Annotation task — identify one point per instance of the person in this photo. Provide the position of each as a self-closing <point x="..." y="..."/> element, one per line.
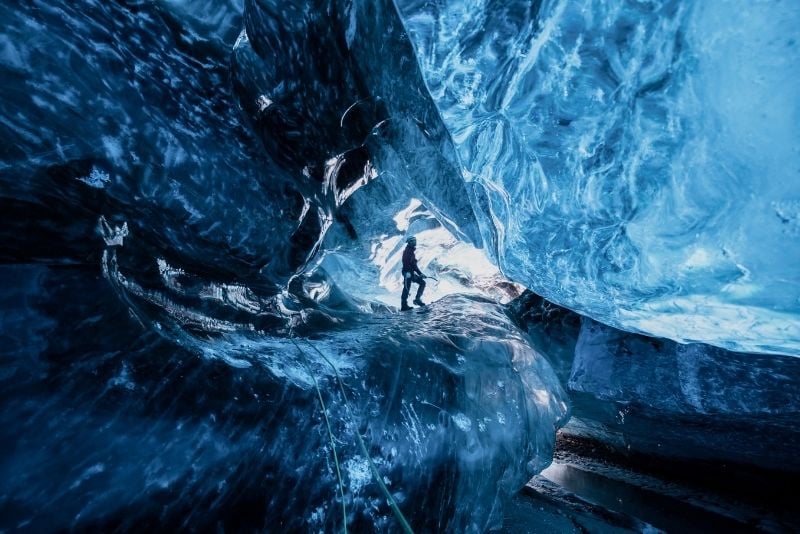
<point x="411" y="274"/>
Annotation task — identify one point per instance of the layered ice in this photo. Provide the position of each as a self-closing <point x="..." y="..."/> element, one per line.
<point x="205" y="204"/>
<point x="692" y="401"/>
<point x="637" y="162"/>
<point x="452" y="409"/>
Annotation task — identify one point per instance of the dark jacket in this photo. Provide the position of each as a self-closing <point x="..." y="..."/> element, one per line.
<point x="410" y="261"/>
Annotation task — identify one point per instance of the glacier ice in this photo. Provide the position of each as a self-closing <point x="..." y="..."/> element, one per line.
<point x="122" y="426"/>
<point x="637" y="162"/>
<point x="607" y="155"/>
<point x="692" y="401"/>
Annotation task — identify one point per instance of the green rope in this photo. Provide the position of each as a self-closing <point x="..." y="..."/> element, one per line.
<point x="397" y="512"/>
<point x="330" y="433"/>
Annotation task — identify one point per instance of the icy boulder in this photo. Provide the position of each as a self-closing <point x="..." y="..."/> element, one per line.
<point x="694" y="401"/>
<point x="637" y="162"/>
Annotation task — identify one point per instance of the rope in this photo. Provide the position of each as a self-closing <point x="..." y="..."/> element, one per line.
<point x="373" y="469"/>
<point x="397" y="512"/>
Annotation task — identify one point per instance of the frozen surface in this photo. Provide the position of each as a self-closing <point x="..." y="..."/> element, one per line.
<point x="637" y="162"/>
<point x="189" y="188"/>
<point x="107" y="424"/>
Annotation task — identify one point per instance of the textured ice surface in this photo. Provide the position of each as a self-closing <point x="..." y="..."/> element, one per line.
<point x="638" y="162"/>
<point x="199" y="192"/>
<point x="653" y="396"/>
<point x="121" y="428"/>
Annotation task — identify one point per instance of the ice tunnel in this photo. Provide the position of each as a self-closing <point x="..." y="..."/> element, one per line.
<point x="205" y="204"/>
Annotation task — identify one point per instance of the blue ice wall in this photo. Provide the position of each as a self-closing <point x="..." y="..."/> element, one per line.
<point x="635" y="161"/>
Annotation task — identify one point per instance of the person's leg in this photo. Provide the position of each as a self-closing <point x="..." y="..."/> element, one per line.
<point x="404" y="295"/>
<point x="421" y="281"/>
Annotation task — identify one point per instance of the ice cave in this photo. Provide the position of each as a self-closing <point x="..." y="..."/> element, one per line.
<point x="206" y="207"/>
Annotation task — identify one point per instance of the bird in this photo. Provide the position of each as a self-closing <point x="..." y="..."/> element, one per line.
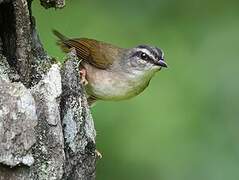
<point x="112" y="73"/>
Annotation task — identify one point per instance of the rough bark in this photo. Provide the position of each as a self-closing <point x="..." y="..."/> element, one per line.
<point x="46" y="128"/>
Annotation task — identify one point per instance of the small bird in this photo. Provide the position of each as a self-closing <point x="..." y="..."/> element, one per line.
<point x="110" y="72"/>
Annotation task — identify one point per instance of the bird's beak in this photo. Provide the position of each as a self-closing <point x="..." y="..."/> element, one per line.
<point x="162" y="63"/>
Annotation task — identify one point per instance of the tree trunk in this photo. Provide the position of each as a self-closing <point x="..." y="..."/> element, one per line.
<point x="46" y="128"/>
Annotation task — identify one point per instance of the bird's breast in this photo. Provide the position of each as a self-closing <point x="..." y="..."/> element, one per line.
<point x="109" y="85"/>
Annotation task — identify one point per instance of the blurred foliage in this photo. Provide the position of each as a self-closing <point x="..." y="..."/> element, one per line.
<point x="184" y="126"/>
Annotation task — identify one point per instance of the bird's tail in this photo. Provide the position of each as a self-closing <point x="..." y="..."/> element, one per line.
<point x="62" y="41"/>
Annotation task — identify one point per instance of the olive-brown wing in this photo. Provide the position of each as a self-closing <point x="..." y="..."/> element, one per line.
<point x="99" y="54"/>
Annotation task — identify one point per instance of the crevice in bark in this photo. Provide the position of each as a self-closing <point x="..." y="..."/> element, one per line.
<point x="8" y="33"/>
<point x="46" y="131"/>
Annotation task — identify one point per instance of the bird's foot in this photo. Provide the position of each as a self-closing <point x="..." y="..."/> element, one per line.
<point x="83" y="77"/>
<point x="98" y="154"/>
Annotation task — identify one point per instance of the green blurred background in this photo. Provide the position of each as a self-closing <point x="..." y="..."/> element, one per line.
<point x="184" y="126"/>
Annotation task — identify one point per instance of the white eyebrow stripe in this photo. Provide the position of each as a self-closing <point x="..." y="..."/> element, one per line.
<point x="146" y="51"/>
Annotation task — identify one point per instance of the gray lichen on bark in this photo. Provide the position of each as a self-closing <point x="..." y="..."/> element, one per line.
<point x="46" y="128"/>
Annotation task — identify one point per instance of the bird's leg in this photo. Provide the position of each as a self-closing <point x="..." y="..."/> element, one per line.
<point x="83" y="76"/>
<point x="98" y="154"/>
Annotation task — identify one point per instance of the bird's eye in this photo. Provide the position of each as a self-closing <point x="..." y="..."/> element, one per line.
<point x="143" y="56"/>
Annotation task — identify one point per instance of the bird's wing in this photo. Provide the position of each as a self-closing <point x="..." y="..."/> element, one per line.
<point x="96" y="53"/>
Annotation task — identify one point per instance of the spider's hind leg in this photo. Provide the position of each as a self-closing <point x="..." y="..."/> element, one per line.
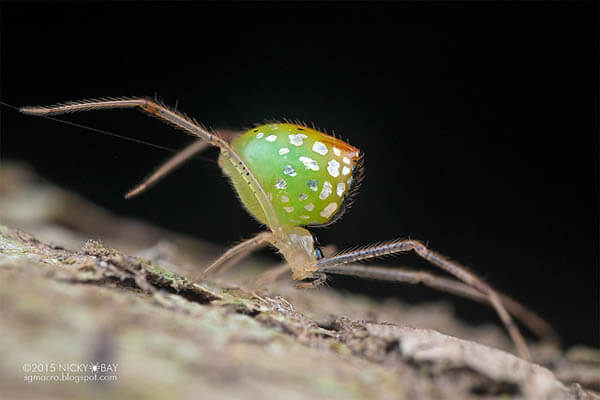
<point x="440" y="261"/>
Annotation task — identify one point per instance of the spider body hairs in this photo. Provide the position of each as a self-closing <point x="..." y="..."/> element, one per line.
<point x="291" y="177"/>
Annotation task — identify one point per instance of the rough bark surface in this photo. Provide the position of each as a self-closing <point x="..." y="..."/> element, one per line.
<point x="67" y="298"/>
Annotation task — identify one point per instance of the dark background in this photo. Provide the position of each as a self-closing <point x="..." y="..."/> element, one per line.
<point x="479" y="123"/>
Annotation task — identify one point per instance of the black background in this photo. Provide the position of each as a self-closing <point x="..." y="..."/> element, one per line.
<point x="478" y="120"/>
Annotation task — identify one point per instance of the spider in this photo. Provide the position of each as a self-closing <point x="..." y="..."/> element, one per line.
<point x="290" y="177"/>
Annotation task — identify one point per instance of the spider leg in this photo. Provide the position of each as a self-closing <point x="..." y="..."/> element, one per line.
<point x="168" y="166"/>
<point x="527" y="317"/>
<point x="270" y="276"/>
<point x="237" y="252"/>
<point x="174" y="162"/>
<point x="180" y="121"/>
<point x="442" y="262"/>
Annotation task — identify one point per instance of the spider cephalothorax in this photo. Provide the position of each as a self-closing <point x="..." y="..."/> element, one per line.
<point x="289" y="176"/>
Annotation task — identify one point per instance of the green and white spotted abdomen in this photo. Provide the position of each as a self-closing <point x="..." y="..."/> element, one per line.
<point x="305" y="173"/>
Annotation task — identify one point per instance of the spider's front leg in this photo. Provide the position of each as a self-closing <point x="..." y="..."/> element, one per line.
<point x="331" y="265"/>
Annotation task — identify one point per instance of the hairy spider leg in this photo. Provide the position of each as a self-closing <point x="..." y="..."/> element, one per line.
<point x="182" y="122"/>
<point x="174" y="162"/>
<point x="527" y="317"/>
<point x="442" y="262"/>
<point x="237" y="252"/>
<point x="168" y="166"/>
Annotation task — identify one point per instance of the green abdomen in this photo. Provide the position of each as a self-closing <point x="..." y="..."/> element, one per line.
<point x="305" y="173"/>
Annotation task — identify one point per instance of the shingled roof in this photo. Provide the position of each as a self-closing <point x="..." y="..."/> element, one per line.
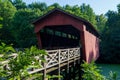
<point x="89" y="25"/>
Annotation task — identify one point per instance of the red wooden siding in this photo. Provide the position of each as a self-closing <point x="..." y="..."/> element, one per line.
<point x="89" y="41"/>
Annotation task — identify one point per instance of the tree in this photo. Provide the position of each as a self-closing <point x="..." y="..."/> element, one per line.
<point x="88" y="14"/>
<point x="111" y="38"/>
<point x="35" y="5"/>
<point x="22" y="28"/>
<point x="7" y="11"/>
<point x="101" y="23"/>
<point x="19" y="4"/>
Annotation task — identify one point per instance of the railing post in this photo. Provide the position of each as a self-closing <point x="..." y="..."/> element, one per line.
<point x="68" y="62"/>
<point x="74" y="56"/>
<point x="59" y="64"/>
<point x="44" y="71"/>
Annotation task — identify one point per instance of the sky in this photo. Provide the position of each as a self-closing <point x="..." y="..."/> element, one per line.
<point x="98" y="6"/>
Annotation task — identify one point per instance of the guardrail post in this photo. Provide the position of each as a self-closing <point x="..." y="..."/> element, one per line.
<point x="44" y="71"/>
<point x="59" y="61"/>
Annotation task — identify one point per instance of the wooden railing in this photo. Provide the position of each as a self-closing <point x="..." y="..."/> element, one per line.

PROBLEM =
Extract, verbatim, the lines from the one containing "Annotation task — identify one point per instance of the sky" through the last line of the listing above.

WRITTEN RESPONSE =
Annotation task — identify one point per instance of the sky in this photo. Provide the position of each as a self-closing <point x="..." y="..."/> element, one per line.
<point x="98" y="6"/>
Annotation task — identify one point per instance of the guardrail post in this photo. Provide the position of each as a self-closing <point x="..." y="..."/> element, one per line.
<point x="44" y="71"/>
<point x="59" y="61"/>
Annotation task — identify one point per instance of the wooden railing in this photo. Provide the position of each as a self-closing <point x="..." y="..."/> element, one per line.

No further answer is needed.